[SET OF TASKS]
1) Please decide whether each statement agrees with the adoption story below. Answer yes or no and quote the words from the story that settle it.
(a) The narrator had only ever pictured getting a grown dog.
(b) Tara and Lou-Lou were kept together with the adult dogs.
(c) The narrator spent two hours taking notes on the adult dogs.
2) Answer these questions from the adoption story below, one answer per line.
(a) Why did the narrator hand Lou-Lou back to the worker?
(b) Where did the narrator go to think?
(c) Where does the last worker tell the narrator to come?

[PAGE TEXT]
────────────────────────────────────────
After only a few minutes my arms were tired so I passed Lou-Lou back to the worker.

“She’s such a wonder,” said the straw-haired woman, so clearly enjoying every moment spent around a dog.  “You should adopt her, I can see you have a connection.  You’d be a wonderful dog owner.”

“I hope so,” I said absentmindedly.

Calculations were burning through my mind.  Adult or puppy?  I couldn’t see the path clearly.  The months I’d spent imagining what it’d be like to have a dog with me I only ever considered getting a grown dog.  The idea of getting a puppy hadn’t even occurred to me.  I wanted to go back to my cousins to sleep on it, but knew I couldn’t.  Like the woman said the puppies wouldn’t spend a single night at the adoption center, they were too desirable.

I went to a bench to think.  Around three sides of the bench were cages holding the adult dogs.  Tara and Lou-Lou were set apart from the adults as a way to keep them protected from kennel cough and other infections.  My gaze swept over the dogs I’d spent two hours taking notes of.  I’d examined their medical and behavioral records, marked potential adoptees in my phone, and weighed my options as objectively as possible.

But I didn’t want a single one of them and I wanted that puppy.  I wanted Lou-Lou.  I wanted to get a dog that would know nothing but me and the road, a dog that would grow with me, become an extension of me.

“Mam.”  I stood and waved to a passing worker.  “I’d like to adopt Lou-Lou.”

“Lou-Lou?”

“The tan puppy that was just brought in.  Around back.”

“Oh wonderful!  Come up to the office and I’ll have someone bring her to you.”
────────────────────────────────────────
[INFORMATION PROVIDED]
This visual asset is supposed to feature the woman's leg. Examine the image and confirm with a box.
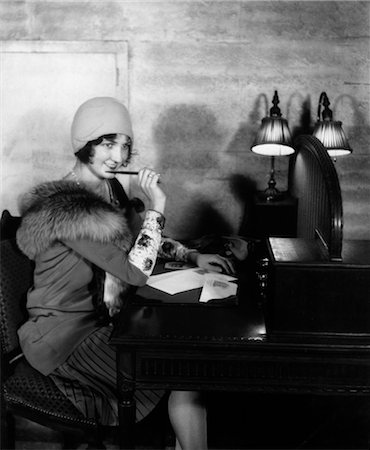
[168,391,207,450]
────────────────────────────────────────
[ANSWERS TO EACH TASK]
1)
(a) Yes: "I only ever considered getting a grown dog."
(b) No: "Tara and Lou-Lou were set apart from the adults"
(c) Yes: "My gaze swept over the dogs I’d spent two hours taking notes of."

2)
(a) The narrator's arms were tired after only a few minutes.
(b) To a bench.
(c) Up to the office.